=== Items ===
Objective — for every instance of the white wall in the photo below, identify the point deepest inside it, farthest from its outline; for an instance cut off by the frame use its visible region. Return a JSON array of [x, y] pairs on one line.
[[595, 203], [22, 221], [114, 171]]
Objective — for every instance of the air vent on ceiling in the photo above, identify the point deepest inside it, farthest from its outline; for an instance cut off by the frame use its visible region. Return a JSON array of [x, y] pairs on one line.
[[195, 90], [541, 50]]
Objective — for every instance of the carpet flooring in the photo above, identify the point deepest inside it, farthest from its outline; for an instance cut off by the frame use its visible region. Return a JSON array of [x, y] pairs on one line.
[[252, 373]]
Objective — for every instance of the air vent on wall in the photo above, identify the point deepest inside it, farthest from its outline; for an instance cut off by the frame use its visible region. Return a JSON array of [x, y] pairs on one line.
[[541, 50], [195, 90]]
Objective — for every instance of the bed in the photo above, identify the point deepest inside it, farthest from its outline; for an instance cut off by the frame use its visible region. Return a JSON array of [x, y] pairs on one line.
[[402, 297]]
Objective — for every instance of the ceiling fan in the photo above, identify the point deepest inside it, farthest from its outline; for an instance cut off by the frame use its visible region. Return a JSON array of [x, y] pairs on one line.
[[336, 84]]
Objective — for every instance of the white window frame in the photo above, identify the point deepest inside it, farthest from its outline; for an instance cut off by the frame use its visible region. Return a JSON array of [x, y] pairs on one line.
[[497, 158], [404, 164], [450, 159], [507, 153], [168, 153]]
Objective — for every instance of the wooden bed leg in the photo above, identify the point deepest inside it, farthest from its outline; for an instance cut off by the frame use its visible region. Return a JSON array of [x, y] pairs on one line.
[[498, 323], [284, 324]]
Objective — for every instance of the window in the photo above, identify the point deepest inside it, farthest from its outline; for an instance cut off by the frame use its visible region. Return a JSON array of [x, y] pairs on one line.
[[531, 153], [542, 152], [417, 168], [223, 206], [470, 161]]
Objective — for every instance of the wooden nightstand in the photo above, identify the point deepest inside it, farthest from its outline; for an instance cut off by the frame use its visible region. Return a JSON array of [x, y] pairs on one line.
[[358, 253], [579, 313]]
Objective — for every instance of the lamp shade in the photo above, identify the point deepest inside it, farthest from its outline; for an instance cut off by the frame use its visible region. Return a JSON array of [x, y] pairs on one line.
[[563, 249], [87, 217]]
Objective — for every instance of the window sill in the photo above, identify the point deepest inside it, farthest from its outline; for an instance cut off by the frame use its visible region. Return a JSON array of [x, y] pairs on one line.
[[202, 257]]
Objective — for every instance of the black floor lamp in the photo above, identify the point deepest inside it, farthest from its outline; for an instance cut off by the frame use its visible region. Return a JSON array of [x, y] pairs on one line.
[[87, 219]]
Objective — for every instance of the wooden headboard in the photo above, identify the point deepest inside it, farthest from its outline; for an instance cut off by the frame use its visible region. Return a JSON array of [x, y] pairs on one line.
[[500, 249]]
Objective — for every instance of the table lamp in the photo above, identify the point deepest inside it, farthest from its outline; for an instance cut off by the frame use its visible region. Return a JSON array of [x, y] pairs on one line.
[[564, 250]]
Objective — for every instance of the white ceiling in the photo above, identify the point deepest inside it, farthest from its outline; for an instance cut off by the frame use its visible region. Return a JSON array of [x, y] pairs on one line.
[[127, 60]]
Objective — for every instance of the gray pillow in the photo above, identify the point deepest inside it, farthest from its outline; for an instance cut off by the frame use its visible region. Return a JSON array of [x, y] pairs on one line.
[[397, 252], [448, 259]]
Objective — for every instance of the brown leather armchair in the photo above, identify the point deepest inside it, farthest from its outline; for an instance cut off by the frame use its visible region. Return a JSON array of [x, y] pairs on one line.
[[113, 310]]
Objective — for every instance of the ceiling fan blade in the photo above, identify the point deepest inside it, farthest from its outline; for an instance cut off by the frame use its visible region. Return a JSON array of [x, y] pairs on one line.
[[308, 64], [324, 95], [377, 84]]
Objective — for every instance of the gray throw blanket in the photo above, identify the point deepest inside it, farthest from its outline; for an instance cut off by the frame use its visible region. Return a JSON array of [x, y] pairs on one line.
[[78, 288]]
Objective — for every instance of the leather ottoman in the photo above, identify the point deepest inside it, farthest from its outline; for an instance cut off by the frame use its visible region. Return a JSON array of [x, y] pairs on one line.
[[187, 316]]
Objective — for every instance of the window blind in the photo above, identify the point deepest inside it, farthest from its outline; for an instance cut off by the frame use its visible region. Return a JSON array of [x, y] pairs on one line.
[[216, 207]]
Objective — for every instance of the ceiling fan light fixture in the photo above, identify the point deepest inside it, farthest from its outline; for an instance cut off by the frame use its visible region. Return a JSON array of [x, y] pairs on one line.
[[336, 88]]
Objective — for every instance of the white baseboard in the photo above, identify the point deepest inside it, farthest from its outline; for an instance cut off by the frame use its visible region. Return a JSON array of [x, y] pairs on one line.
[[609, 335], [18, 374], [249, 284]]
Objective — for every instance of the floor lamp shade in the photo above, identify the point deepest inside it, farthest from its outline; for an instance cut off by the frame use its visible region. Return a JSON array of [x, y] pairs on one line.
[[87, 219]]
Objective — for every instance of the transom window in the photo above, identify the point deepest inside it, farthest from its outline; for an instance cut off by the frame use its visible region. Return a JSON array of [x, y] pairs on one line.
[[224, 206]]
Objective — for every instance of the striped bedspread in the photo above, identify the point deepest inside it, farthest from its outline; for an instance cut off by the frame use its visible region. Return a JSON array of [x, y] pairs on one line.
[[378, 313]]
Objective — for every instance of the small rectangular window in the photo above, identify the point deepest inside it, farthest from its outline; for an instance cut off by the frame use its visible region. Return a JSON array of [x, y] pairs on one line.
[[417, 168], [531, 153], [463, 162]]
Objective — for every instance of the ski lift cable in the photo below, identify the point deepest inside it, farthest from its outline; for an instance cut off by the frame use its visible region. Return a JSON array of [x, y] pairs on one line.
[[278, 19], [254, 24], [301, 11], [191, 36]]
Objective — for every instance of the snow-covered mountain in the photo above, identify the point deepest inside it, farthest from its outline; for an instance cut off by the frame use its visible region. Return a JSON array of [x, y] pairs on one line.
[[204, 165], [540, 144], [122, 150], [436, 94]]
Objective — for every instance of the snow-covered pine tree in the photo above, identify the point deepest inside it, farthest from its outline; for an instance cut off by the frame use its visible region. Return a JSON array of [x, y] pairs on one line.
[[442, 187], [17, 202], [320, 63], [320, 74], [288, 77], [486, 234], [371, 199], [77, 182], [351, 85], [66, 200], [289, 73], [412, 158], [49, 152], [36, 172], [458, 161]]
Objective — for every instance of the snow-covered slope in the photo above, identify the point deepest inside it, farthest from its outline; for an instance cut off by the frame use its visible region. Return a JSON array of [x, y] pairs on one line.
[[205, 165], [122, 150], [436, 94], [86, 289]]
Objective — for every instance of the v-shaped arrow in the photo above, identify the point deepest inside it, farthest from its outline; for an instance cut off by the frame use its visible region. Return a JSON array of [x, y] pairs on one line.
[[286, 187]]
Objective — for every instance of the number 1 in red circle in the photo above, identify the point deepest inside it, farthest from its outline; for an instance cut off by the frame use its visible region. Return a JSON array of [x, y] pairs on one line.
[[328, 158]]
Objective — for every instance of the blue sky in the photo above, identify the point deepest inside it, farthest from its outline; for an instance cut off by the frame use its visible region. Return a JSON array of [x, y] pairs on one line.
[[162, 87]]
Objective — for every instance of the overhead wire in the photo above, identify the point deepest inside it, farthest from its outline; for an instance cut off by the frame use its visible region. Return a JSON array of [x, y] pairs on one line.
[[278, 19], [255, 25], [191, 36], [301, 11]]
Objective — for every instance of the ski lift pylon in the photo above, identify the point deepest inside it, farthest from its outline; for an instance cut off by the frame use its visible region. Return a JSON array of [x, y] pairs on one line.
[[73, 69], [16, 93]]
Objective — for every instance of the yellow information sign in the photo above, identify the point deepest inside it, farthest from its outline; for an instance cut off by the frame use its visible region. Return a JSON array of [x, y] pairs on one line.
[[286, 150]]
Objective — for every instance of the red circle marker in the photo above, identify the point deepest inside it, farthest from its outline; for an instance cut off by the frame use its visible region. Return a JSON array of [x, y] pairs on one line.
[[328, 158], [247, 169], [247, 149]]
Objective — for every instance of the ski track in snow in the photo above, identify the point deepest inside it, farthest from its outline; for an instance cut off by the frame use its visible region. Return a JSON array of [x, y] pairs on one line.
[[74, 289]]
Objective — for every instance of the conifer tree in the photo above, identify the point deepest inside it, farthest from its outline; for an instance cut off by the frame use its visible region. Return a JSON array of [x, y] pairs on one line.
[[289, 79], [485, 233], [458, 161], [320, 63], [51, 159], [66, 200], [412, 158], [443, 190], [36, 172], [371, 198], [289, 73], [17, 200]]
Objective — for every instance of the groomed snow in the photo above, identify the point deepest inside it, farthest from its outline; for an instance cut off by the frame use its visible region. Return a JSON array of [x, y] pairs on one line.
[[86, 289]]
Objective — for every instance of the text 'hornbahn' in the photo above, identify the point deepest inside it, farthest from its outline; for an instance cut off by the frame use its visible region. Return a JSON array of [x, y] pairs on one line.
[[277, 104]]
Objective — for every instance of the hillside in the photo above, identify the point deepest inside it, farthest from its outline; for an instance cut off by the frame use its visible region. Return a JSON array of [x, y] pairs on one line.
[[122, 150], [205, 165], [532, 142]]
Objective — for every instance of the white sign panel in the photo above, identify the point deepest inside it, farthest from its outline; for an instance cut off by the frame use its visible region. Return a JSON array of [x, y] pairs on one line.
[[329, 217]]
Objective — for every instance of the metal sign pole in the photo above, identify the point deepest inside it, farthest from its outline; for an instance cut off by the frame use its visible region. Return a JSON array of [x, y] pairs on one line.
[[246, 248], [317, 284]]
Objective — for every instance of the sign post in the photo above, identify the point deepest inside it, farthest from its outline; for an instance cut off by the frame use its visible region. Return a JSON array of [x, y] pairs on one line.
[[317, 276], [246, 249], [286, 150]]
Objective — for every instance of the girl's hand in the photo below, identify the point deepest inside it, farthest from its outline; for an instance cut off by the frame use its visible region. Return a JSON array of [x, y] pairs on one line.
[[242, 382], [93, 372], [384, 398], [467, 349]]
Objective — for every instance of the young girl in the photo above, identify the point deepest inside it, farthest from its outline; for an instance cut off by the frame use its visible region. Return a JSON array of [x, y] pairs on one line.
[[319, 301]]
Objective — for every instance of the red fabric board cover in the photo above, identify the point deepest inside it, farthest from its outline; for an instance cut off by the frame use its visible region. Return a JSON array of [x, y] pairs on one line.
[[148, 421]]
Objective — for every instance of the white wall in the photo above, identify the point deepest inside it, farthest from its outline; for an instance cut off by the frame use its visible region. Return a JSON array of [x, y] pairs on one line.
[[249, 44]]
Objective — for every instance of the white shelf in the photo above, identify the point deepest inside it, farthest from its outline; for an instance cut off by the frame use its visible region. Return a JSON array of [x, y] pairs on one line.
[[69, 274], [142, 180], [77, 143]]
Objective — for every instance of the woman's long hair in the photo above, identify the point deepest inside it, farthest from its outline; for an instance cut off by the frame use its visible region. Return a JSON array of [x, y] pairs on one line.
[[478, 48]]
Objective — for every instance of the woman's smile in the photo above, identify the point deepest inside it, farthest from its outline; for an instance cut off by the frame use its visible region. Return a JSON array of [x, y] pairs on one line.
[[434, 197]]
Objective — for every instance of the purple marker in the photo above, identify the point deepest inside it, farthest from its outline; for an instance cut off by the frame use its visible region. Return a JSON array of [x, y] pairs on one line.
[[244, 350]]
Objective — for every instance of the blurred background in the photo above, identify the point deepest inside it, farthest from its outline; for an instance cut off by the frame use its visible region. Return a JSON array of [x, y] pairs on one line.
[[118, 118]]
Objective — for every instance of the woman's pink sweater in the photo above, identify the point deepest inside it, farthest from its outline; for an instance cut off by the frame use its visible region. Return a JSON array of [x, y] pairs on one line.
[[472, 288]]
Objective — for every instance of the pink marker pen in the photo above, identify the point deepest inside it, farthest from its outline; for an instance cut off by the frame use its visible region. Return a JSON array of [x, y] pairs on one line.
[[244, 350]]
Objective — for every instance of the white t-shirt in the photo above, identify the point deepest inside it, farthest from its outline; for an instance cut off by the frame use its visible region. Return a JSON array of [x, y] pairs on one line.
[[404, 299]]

=== Short task ===
Exactly as written, give again every line from the one containing "Objective — for every instance of the woman's pink" through the last line of the material above, and no other lines.

=== Exercise answer ===
Objective — for every instance of the woman's pink sweater in the photo above, identify the point deepest inside it, farthest from its outline; for an instance cut off by the frame use its visible region. Return a JSON array of [x, y] pairs on one line.
[[472, 288]]
Objective — for every instance of the pink marker pen in the photo above, identify the point deepest inside it, farthest from its outline; for an instance cut off by the frame use its visible region. Return a JSON array of [x, y] pairs on one line.
[[244, 350]]
Objective — for every instance of the white t-shirt in the photo above, identify the point deepest inside it, farthest from its outline; for an instance cut off by the frame use its visible region. Return a JSON array of [x, y] pairs on one line.
[[404, 299]]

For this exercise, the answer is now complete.